╭─ Data for processing

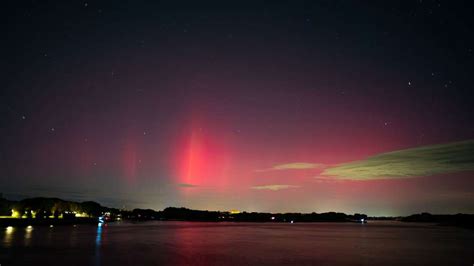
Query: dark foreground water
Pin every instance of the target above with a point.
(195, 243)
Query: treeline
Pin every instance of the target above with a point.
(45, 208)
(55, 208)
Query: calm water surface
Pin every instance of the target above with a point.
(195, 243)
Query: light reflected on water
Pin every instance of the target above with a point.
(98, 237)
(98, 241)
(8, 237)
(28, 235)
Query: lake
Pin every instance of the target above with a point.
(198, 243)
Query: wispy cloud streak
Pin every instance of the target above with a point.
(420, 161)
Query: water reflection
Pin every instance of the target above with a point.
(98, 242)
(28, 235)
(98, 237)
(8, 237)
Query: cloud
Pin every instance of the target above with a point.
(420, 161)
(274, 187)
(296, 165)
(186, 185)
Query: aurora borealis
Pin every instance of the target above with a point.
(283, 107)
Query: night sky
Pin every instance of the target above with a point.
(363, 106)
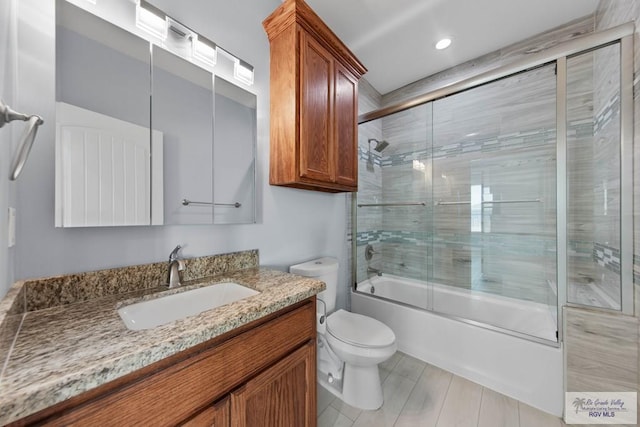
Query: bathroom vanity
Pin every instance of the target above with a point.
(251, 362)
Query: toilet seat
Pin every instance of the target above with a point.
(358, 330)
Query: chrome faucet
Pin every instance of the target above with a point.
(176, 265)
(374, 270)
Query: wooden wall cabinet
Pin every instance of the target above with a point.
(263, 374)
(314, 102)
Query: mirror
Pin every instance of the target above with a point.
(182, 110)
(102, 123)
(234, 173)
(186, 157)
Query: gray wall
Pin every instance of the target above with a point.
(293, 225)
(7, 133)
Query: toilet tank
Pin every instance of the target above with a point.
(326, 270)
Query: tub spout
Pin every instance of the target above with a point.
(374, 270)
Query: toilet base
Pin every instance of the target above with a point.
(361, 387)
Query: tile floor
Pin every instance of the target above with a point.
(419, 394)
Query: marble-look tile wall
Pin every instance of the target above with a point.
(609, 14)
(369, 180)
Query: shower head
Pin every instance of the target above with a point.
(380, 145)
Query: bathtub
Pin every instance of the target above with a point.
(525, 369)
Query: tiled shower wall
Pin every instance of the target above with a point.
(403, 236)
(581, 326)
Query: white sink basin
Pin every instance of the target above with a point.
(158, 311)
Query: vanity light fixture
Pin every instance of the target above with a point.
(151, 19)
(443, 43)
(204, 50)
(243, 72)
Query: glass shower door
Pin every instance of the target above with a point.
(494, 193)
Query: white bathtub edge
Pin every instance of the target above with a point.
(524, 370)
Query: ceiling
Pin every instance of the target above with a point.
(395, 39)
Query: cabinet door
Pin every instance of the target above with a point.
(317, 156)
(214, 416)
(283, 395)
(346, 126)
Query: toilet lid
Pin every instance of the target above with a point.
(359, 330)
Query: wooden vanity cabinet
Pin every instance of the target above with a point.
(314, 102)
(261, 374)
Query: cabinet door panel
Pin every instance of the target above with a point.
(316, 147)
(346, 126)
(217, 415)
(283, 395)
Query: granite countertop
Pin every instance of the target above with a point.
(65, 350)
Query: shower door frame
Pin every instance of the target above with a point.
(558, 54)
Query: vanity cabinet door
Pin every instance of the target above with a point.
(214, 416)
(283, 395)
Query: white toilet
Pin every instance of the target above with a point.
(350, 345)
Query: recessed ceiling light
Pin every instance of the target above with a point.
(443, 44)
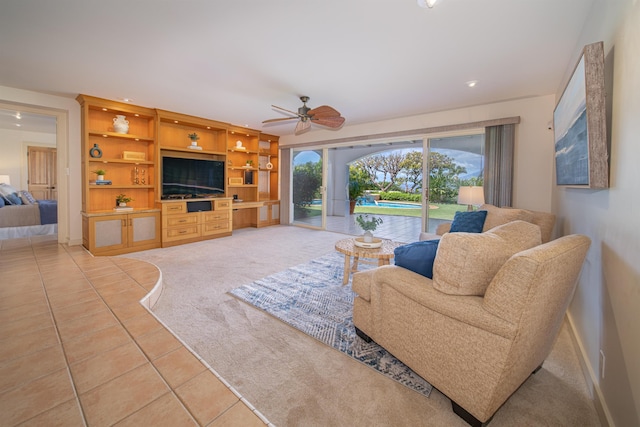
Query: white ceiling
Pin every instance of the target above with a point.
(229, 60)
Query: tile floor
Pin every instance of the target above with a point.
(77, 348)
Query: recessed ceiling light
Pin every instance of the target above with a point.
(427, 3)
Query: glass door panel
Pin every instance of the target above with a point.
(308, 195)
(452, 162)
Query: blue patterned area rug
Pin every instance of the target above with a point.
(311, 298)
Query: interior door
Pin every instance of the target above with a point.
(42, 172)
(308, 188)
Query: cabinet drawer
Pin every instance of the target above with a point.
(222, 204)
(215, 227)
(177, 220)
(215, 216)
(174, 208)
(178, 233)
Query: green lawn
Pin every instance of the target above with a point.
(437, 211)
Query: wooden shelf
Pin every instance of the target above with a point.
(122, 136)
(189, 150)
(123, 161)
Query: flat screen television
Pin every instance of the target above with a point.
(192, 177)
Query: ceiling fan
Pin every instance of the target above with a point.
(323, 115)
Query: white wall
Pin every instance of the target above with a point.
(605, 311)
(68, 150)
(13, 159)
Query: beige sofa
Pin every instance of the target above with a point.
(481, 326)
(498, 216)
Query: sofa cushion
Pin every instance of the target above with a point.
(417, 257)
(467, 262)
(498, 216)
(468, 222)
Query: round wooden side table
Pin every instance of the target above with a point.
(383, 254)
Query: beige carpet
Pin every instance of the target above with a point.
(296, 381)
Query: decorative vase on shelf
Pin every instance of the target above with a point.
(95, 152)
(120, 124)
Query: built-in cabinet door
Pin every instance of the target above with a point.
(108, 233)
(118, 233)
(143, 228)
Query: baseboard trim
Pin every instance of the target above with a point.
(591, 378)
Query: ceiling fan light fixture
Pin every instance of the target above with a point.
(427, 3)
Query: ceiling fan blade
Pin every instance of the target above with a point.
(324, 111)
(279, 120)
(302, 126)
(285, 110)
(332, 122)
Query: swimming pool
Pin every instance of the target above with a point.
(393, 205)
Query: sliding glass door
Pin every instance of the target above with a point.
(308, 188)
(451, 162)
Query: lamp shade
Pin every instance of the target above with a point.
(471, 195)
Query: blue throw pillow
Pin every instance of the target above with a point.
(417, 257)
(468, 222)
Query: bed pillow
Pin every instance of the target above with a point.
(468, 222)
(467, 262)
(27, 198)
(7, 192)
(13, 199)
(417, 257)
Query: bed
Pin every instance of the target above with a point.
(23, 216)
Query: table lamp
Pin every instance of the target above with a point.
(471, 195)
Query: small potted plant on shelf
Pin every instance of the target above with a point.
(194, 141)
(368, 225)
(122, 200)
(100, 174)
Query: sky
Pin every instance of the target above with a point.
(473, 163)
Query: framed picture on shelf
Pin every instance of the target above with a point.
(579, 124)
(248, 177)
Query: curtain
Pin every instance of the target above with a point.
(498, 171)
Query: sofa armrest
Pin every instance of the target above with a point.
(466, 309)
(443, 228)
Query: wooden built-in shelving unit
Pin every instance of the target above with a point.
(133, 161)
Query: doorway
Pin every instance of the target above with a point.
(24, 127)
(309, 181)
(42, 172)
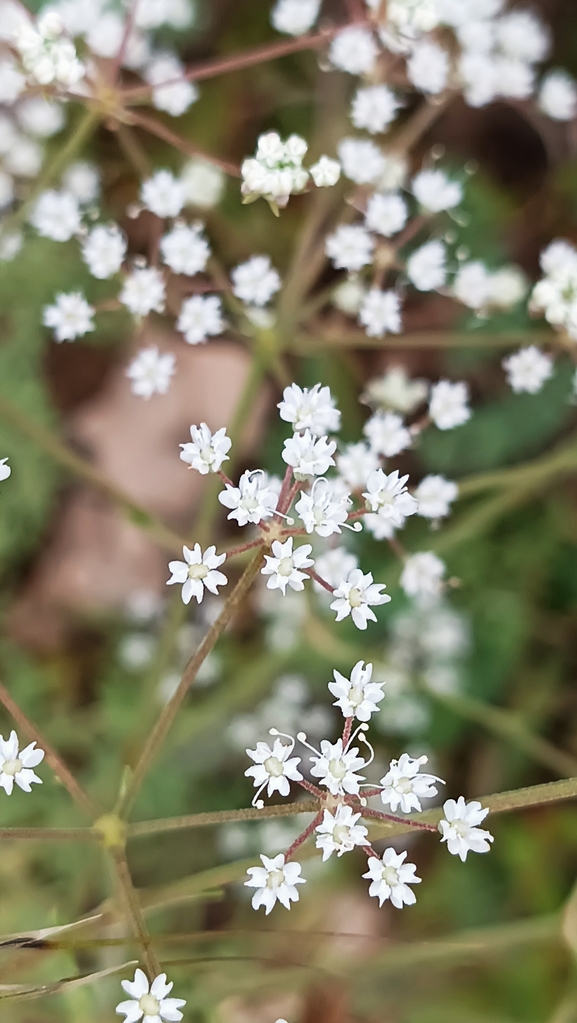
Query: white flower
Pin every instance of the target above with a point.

╰─

Reproduce exactly and only the lines from the line that contains "Query: table lamp" to the end of the data above, both ends included. No pictures go in the copy.

Query: table lamp
Pin every instance of the target above with a point.
(471, 195)
Query: small potted plant on shelf
Pin every instance of the target above with a point.
(194, 141)
(368, 225)
(122, 200)
(100, 174)
Query: sky
Pin every instance of the target above with a point.
(473, 163)
Query: framed picture on shelf
Pin every instance of the target above with a point.
(579, 124)
(248, 177)
Query: curtain
Pin every instance of the target above with a point.
(498, 171)
Query: sofa armrest
Pin every instance of the target above with a point.
(466, 309)
(443, 228)
Query: wooden built-in shelving unit
Pin every instance of the target above with a point.
(133, 161)
Query: doorway
Pin every instance of the target above with a point.
(24, 127)
(309, 181)
(42, 172)
Query: white flower
Pin every instance of the target above with a point.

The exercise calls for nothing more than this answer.